### [YOUR OBJECTIVE]
The data should be written out in full, exactly as it stands, and the pictures dropped.

### [MATERIAL SUPPLIED]
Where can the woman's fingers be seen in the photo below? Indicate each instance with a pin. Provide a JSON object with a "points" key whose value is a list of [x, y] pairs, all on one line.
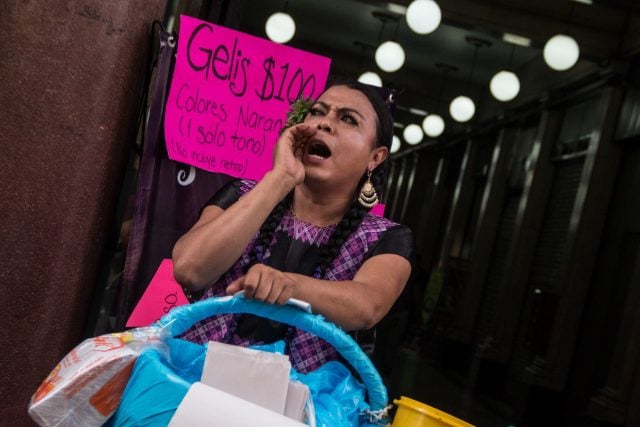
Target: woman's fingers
{"points": [[264, 284]]}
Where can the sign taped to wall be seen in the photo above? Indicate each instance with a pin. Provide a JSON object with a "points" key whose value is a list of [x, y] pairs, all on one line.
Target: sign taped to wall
{"points": [[229, 96]]}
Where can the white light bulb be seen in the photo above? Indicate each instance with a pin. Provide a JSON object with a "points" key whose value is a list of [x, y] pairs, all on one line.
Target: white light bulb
{"points": [[423, 16], [561, 52], [433, 125], [505, 86], [280, 27], [413, 134], [370, 78], [390, 56], [395, 144], [462, 109]]}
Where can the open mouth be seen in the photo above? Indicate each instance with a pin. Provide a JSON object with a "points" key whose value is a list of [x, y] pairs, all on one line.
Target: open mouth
{"points": [[319, 149]]}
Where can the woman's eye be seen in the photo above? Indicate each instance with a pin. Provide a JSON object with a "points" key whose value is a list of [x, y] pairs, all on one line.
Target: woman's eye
{"points": [[315, 111], [348, 118]]}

### [YOUR SOLUTION]
Where can the woman's fingers be seen in the photo below? Indicate each instance with a pin. Provide a JSON object with a "points" key whose value is a list of [x, y] pairs, all on one line.
Target: woman's fingers
{"points": [[264, 284]]}
Where can the sign taped to wall be seen in the photo above? Indicate each instance with a pin. Provide a JSON object with a "points" key whose value is a list of [x, y] pairs, all on one line.
Target: sign taped to wall
{"points": [[229, 96]]}
Where can the white light bulb be seen in the photo above? Indicate each instance with a pin. Provide a JSON object with a "points" key whose value is a list of [x, y] pairs, all on one line.
Target: white light bulb
{"points": [[423, 16], [561, 52], [433, 125], [505, 86], [280, 27], [413, 134], [370, 78], [390, 56], [395, 144], [462, 109]]}
Where can the open mouth be seen in the photo above? Indicate each instance with a pin. Provide a JSON object with a "points" key whose value is a list of [x, y] pairs, all on one line.
Target: open mouth
{"points": [[319, 149]]}
Where can the woman's eye be seen in the photo above? Indicate each instance with a pin. Provide a JSON object with a "points" key whose value is a list of [x, y] pairs, all on one line.
Target: woman's eye
{"points": [[315, 111], [348, 118]]}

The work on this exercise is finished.